EIC Commissioner Mickey Duniho responds to the mendacity of ‘Chuckelberry’

Posted by AzBlueMeanie:

David Safier commented on this Arizona Daily Star report earlier, Vote-count auditing reforms urged on county supervisors. The article refers to Pima County Election Integrity Commission commissioner Mickey Duniho, who has prepared the Memo below for the Pima County Board of Supervisors meeting on Tuesday at 9:00 a.m. David focused on the mendacity of Pima County Elections Director Brad Nelson, but Nelson is protected by his boss, Pima County Administrator Chuck Huckelberry, whose mendacity is legendary in Tucson.

Memo

November 19, 2012

To: The Pima
County Board of Supervisors

From: Michael A.
Duniho, Member of Pima County Election Integrity Commission

Subject:
Corrections of Factual Errors in Mr. Huckelberry’s November
20 (sic) Memo on the Election Integrity Commission’s
Recommendation Concerning the Sorting of Early Ballots for
Audit

The attached three
pages contain a detailed discussion of factual errors,
errors of omission, and distortions of fact contained in Mr.
Huckelberry’s memorandum which was sent to you on Friday,
November 16, 2012. The memo recommended against your
adopting your Election Integrity Commission’s unanimous
recommendation that you order the sorting of early ballots
by precinct for a hand count audit of a few precincts to
demonstrate to the public that computerized vote counting in
Pima County was honestly done.

It is unfortunate
that Mr. Huckelberry’s memo contained so many errors that I
cannot address them all in a three minute speech at your
public hearing tomorrow. I hope that you will take the time
to review these corrections before tomorrow’s meeting. I
plan to be available to respond to any of your questions at
tomorrow’s meeting.

Thank you for your
interest in election integrity.

 

Michael A. Duniho

County Board of
Supervisors Comment for 11-20-2012

It is troublesome
that Mr. Huckelberry feels it necessary to resort to factual
errors, errors of omission, and distortions of fact to
defend an indefensible position. The state Election
Procedures Manual requires that counties sort early ballots
by precinct or legislative district to do a hand count
audit; Pima County has chosen not to comply with that
requirement. Pima County’s policy is also contrary to your
Election Integrity Commission’s October 26 recommendation
that you require your election department to sort early
ballots by precinct and perform a precinct-level hand count
audit to confirm the integrity of the machine count.

Mr. Huckelberry
says there is not enough time remaining to comply with the
Election Integrity Commission proposal, but it was Mr.
Huckelberry who delayed your consideration of the proposal
from last week’s meeting on specious grounds and without any
consultation with your Election Integrity Commission, a
Commission which serves you but not Mr. Huckelberry. Mr.
Huckelberry would have you believe that sorting the early
ballots is an impossible task but it is not. I have provided
you with a paper detailing the factual errors, errors of
omission, and factual distortions in Mr. Huckelberry’s memo,
because going over each of them in a 3-minute talk would be
impossible.

- - - -

=== EXERCISE GOAL ===
Decide whether each statement below agrees with the post on the election audit memo, answering yes or no and quoting the deciding words of the post. 1. Mr. Huckelberry's memorandum was sent to the supervisors on Friday, November 16, 2012. 2. The Election Integrity Commission's recommendation on sorting early ballots was passed by a split vote. 3. Duniho expects to cover all of the errors in his three-minute speech. The material after this point comes from a different source.

=== PROVIDED DATA ===
- - - -

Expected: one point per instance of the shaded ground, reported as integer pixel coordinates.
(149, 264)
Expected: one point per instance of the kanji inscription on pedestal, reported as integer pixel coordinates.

- - - -

=== ANSWER TO THIS TASK ===
1. Yes: "which was sent to you on Friday, November 16, 2012"
2. No: "your Election Integrity Commission’s unanimous recommendation"
3. No: "so many errors that I cannot address them all in a three minute speech"